Serielles Bauen: Der Landschaftsverband Westfalen-Lippe (LWL) ergänzte das Gebäudeensemble des „LWL-Campus“ in Münster um einen modernen Verwaltungsbau. Eine Besonderheit des Gebäudes sind rund 40 modern gestaltete und seriell gefertigte Dachgauben aus Holz und Aluminium. Das Ergebnis: enorme Zeitersparnis, wirtschaftliche Umsetzung, höchste Bauqualität.

# # # # # # #

=== AUFGABENSTELLUNG ===
A – Gib aus dem Text über den LWL-Verwaltungsbau wortgetreu den Abschnitt von „Serielles Bauen: Der“ bis „Umsetzung, höchste Bauqualität.“ wieder.
B – Zähle alle Punkte auf, die der Text über den LWL-Verwaltungsbau nach den Worten „Das Ergebnis:“ nennt.
Das Material wird zur Bearbeitung nicht gebraucht.

=== BEREITGESTELLTES MATERIAL ===

# # # # # # #

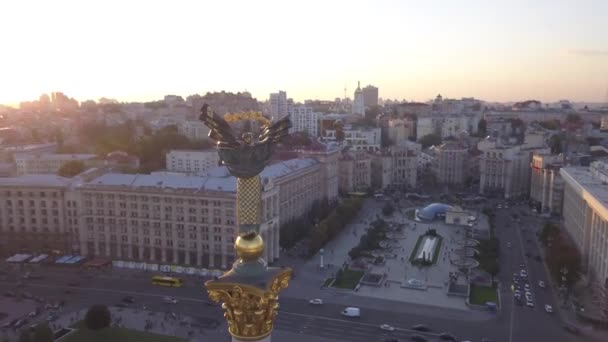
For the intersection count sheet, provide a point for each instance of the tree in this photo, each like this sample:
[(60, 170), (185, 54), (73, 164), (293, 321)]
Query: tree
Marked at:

# # # # # # #

=== ERWARTETE ANTWORTEN ===
A –
Serielles Bauen: Der Landschaftsverband Westfalen-Lippe (LWL) ergänzte das Gebäudeensemble des „LWL-Campus“ in Münster um einen modernen Verwaltungsbau. Eine Besonderheit des Gebäudes sind rund 40 modern gestaltete und seriell gefertigte Dachgauben aus Holz und Aluminium. Das Ergebnis: enorme Zeitersparnis, wirtschaftliche Umsetzung, höchste Bauqualität.

B –
- enorme Zeitersparnis
- wirtschaftliche Umsetzung
- höchste Bauqualität